国歌斉唱で起立しない教師は、現代の非国民なのか

asahi.com:式での起立・国歌斉唱定めた通達、「違憲」 東京地裁 - 社会

多くの人は今まで何度か君が代を歌う機会があったと思うが、きちんと歌えた人はどのくらいいたのだろうか。年代にもよると思うが、私の周りでは私を含めてあまりいなかった。と言うより、教師を含めて歌っていた人を見た記憶がない。ただ、皆、起立していたし、席に着いている人はいなかった。学生の頃は、「君が代」とはそう言うものなのだと思っていた。
最近の「君が代問題」では、国歌斉唱時に着席していた教師を罰することがクローズアップされているが、「国歌斉唱定めた通達」を出す前に、着席している教師に対して「なぜ起立しないのか」を問うたことはあるのだろうか。
教師は一般の大人よりも高いモラルを求められる職業なのだし、国歌斉唱時に座っていることが良くないことはそんな罰則付きの通達を出すまでもなく分かっているはずだ。そもそも、周りの人が起立している中で、数人、もしくは一人だけ着席していることがどれだけ目立つことかは着席していた本人が一番分かっていたはずだ。
「おそらく何か特別な事情が有るに違いない」と考えるのが普通ではないだろうか。そして普通はその「特別な事情」を聞くのが最初の対応なのだと思うのだが、偉い人というのは罰則という力ずくで言うことを聞かせるのが当たり前だと考えているらしい。

### 表示データ
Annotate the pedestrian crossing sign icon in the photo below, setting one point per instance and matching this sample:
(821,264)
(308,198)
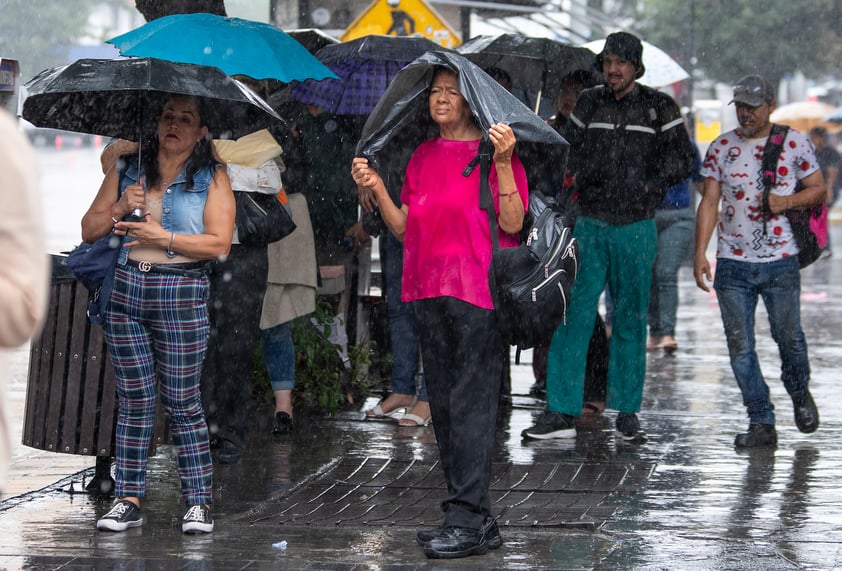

### 記述問題
国歌斉唱で起立しない教師についての本文を、最初から最後まで一字も変えずに書き写してください。 本文だけを見て答えてください。

### 課題の結果
国歌斉唱で起立しない教師は、現代の非国民なのか

asahi.com:式での起立・国歌斉唱定めた通達、「違憲」 東京地裁 - 社会

多くの人は今まで何度か君が代を歌う機会があったと思うが、きちんと歌えた人はどのくらいいたのだろうか。年代にもよると思うが、私の周りでは私を含めてあまりいなかった。と言うより、教師を含めて歌っていた人を見た記憶がない。ただ、皆、起立していたし、席に着いている人はいなかった。学生の頃は、「君が代」とはそう言うものなのだと思っていた。
最近の「君が代問題」では、国歌斉唱時に着席していた教師を罰することがクローズアップされているが、「国歌斉唱定めた通達」を出す前に、着席している教師に対して「なぜ起立しないのか」を問うたことはあるのだろうか。
教師は一般の大人よりも高いモラルを求められる職業なのだし、国歌斉唱時に座っていることが良くないことはそんな罰則付きの通達を出すまでもなく分かっているはずだ。そもそも、周りの人が起立している中で、数人、もしくは一人だけ着席していることがどれだけ目立つことかは着席していた本人が一番分かっていたはずだ。
「おそらく何か特別な事情が有るに違いない」と考えるのが普通ではないだろうか。そして普通はその「特別な事情」を聞くのが最初の対応なのだと思うのだが、偉い人というのは罰則という力ずくで言うことを聞かせるのが当たり前だと考えているらしい。